=== Records for this task ===

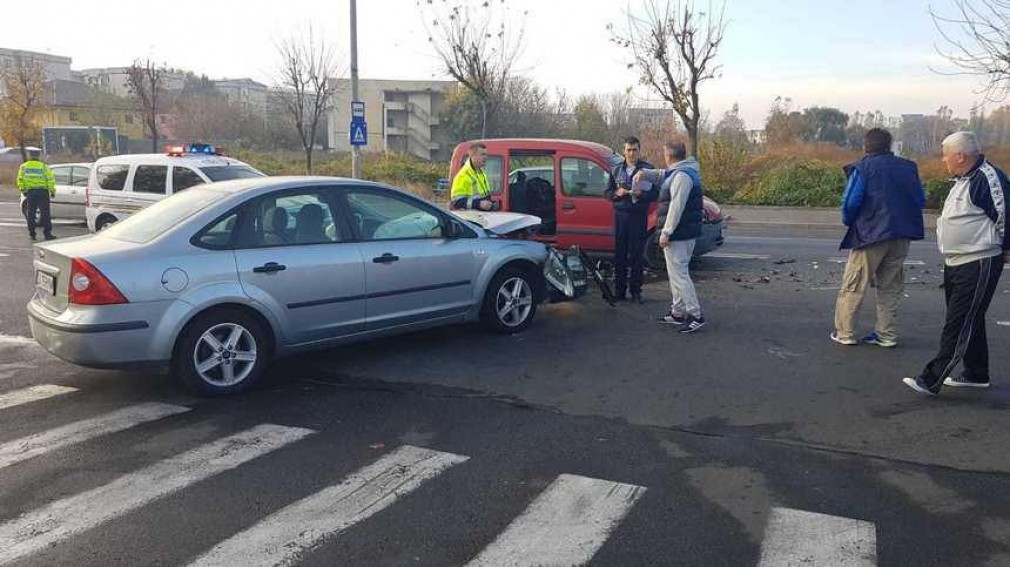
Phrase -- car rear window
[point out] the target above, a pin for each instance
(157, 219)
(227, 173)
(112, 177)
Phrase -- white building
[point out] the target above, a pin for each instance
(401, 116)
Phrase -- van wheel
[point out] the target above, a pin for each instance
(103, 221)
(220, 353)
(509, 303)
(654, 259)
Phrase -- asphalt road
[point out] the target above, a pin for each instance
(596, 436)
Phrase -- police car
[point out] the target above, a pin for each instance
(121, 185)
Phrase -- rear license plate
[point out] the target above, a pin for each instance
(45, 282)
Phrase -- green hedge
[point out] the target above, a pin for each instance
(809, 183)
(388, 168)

===

### Work to do
Rewrite all of the items above with "police car" swapped out for "patrol car" and everything else left as it is. Leave the pictures out.

### Completed task
Phrase -- car rear window
[point out] the target above, a pin for each instance
(157, 219)
(227, 173)
(112, 177)
Phrase -- white building
[point out] the target above, a pin for each instance
(401, 116)
Phrase -- van wheel
[point out] the target above, a pin for each instance
(103, 221)
(220, 353)
(509, 303)
(654, 259)
Phrase -- asphalt road
[point out] the target above, a pin for each instance
(596, 436)
Phrase -- patrol car
[point out] the target above, a pin for each instance
(121, 185)
Phrase -- rear license plate
[point out] the target above, a pin for each instance
(45, 282)
Phrase -- green hedge
[point out] the target above, a pin for each instance
(809, 183)
(388, 168)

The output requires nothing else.